Task material —
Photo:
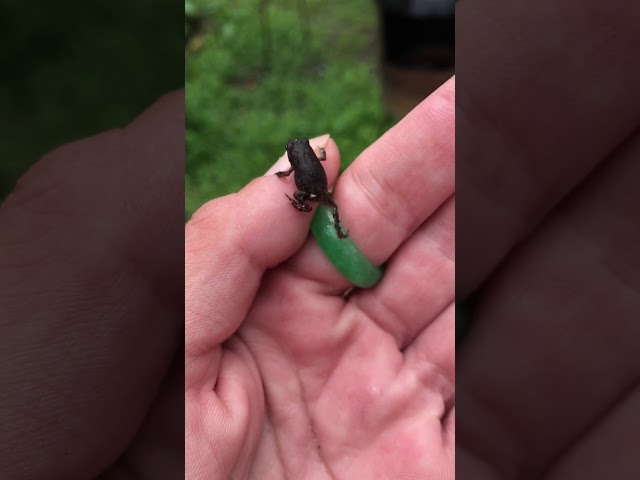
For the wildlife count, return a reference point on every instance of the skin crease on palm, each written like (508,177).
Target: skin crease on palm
(285,378)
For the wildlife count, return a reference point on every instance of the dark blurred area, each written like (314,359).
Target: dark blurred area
(418,50)
(71,69)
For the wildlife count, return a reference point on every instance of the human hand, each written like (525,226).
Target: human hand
(91,313)
(284,378)
(548,237)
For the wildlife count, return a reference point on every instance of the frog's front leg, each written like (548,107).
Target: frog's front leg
(336,217)
(299,200)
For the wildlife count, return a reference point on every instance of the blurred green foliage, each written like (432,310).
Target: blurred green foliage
(71,70)
(248,92)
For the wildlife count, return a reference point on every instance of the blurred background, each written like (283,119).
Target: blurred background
(73,69)
(260,72)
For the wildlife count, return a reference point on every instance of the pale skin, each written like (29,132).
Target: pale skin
(284,378)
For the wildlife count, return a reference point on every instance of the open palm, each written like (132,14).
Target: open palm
(286,377)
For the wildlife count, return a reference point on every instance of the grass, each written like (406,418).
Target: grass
(73,72)
(243,102)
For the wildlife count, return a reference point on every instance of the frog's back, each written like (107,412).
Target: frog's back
(310,176)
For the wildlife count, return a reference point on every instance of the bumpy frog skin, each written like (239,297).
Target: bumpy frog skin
(310,178)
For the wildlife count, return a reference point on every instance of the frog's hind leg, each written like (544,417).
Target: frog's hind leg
(299,201)
(336,218)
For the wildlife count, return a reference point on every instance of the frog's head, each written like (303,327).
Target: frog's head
(297,144)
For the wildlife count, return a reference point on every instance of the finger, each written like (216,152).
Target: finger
(91,301)
(419,280)
(572,289)
(229,243)
(392,187)
(531,132)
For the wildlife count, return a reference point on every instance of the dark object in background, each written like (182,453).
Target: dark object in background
(418,50)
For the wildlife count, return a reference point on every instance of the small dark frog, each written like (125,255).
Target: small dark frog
(310,178)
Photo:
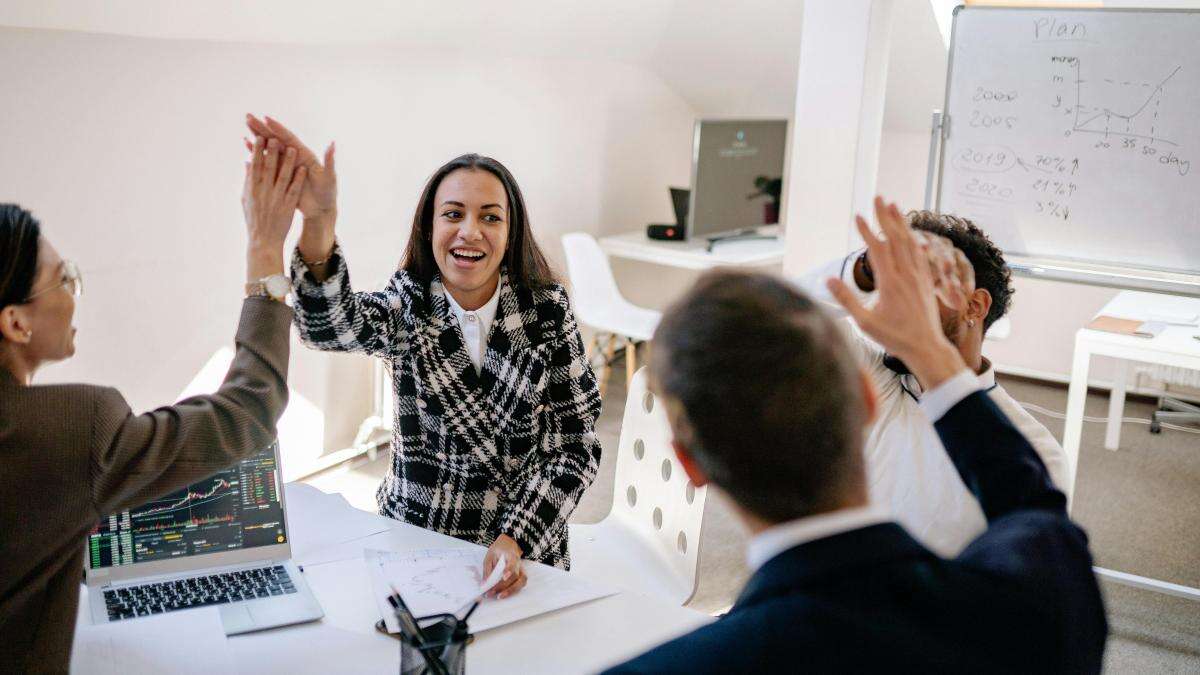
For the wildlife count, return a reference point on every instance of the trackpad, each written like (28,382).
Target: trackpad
(235,617)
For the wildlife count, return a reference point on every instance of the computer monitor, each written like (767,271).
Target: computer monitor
(232,509)
(737,172)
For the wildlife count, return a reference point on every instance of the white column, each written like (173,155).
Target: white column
(834,145)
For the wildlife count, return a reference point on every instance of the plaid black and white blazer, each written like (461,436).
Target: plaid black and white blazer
(508,451)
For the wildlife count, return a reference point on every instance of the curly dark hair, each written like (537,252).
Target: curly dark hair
(991,270)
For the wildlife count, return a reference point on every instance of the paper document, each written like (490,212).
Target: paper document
(449,580)
(177,641)
(318,520)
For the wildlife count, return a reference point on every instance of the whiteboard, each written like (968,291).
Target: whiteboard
(1074,135)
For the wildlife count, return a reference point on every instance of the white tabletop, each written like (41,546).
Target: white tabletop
(691,254)
(1146,306)
(577,639)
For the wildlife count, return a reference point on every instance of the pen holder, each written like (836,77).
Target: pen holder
(445,643)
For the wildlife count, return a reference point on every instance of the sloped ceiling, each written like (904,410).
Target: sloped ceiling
(723,58)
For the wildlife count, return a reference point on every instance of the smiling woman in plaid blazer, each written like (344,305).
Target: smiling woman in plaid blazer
(496,404)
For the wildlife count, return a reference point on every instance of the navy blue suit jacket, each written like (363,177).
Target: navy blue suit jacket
(1020,598)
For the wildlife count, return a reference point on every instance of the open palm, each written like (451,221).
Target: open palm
(912,272)
(319,195)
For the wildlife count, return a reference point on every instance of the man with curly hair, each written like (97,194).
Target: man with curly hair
(909,472)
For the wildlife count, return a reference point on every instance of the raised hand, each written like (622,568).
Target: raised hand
(319,196)
(912,273)
(269,197)
(318,199)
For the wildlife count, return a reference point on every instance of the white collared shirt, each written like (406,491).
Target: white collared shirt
(907,470)
(778,538)
(477,324)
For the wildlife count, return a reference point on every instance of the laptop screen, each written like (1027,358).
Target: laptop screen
(237,508)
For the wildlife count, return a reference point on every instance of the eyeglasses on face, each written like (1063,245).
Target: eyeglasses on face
(72,280)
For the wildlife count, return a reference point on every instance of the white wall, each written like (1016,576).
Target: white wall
(129,150)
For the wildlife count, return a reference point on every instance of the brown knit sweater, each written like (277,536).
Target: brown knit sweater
(72,453)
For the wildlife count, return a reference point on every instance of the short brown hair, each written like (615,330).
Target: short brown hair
(762,388)
(987,258)
(526,264)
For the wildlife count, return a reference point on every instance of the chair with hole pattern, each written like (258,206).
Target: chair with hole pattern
(649,542)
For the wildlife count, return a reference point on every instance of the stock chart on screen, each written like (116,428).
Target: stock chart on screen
(237,508)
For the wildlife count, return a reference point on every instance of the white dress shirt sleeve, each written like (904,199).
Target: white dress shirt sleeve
(939,400)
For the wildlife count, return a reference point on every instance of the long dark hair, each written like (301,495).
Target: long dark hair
(525,261)
(19,234)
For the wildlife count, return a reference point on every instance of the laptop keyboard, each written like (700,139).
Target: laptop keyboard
(197,591)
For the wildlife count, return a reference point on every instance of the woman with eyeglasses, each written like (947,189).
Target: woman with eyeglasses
(70,453)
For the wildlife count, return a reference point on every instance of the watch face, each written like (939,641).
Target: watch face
(277,285)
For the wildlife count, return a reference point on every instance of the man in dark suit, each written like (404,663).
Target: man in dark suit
(766,404)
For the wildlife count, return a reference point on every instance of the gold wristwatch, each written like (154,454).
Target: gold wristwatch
(275,287)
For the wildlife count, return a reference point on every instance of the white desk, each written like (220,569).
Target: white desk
(582,638)
(691,254)
(1175,347)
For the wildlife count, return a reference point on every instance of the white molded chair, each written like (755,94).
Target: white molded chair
(600,306)
(649,542)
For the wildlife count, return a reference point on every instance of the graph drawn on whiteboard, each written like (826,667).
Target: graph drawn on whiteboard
(1069,135)
(1126,108)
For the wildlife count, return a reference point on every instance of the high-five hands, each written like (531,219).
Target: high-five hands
(318,198)
(269,198)
(913,270)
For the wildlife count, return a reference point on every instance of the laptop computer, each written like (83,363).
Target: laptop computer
(222,541)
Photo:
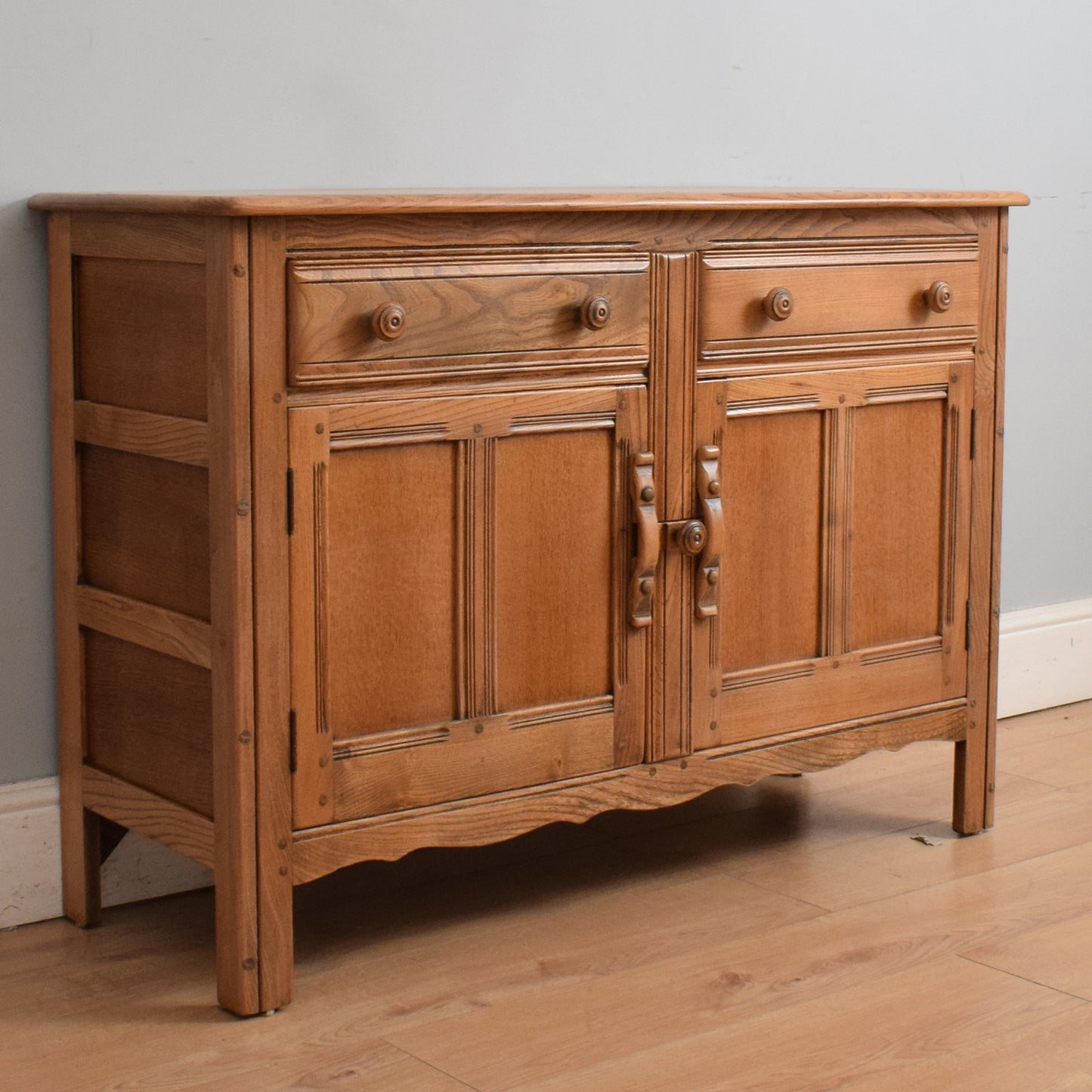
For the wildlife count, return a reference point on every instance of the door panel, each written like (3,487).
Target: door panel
(896,500)
(448,557)
(554,567)
(773,493)
(846,558)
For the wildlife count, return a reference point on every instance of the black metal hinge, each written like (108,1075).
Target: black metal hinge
(292,741)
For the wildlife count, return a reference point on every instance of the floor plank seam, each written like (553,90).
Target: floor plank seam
(436,1069)
(1032,982)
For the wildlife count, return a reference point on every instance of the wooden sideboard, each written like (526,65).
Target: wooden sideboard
(393,520)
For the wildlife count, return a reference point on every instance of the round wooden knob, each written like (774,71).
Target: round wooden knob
(595,311)
(779,304)
(692,537)
(939,296)
(388,321)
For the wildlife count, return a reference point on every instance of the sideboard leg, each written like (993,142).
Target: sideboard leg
(81,874)
(970,789)
(232,621)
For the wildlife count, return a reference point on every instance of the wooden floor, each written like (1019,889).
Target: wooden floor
(819,933)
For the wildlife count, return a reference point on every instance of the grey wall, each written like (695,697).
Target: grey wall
(212,94)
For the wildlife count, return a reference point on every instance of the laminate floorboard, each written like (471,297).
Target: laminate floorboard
(792,935)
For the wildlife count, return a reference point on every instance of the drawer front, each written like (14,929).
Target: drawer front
(834,299)
(351,319)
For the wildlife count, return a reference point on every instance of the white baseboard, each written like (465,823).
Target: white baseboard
(1045,657)
(1045,660)
(31,859)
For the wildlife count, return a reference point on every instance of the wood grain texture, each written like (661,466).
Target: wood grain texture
(414,201)
(142,623)
(141,334)
(554,512)
(830,299)
(475,822)
(472,759)
(896,501)
(773,500)
(667,232)
(512,620)
(976,760)
(82,893)
(525,962)
(149,814)
(227,356)
(491,314)
(145,530)
(149,719)
(390,602)
(178,439)
(272,662)
(135,237)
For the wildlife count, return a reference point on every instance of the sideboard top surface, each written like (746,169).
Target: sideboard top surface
(356,203)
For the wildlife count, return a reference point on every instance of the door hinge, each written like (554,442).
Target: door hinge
(292,741)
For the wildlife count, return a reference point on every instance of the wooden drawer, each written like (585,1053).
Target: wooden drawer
(831,295)
(350,318)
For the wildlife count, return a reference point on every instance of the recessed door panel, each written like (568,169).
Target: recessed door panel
(391,588)
(552,503)
(897,515)
(846,547)
(773,490)
(460,571)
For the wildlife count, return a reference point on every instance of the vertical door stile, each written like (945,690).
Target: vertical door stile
(631,642)
(706,669)
(309,460)
(674,392)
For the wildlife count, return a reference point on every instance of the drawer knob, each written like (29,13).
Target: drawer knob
(595,311)
(779,304)
(939,296)
(691,537)
(388,321)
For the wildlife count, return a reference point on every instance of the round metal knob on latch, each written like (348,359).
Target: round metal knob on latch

What is being asked —
Bring together all lines of the entries above in which the string "latch" occurs.

Solved exercise —
For the wildlife count, return a reference point on every instance of the round metal knob on latch, each written like (348,359).
Target: round metal knob on latch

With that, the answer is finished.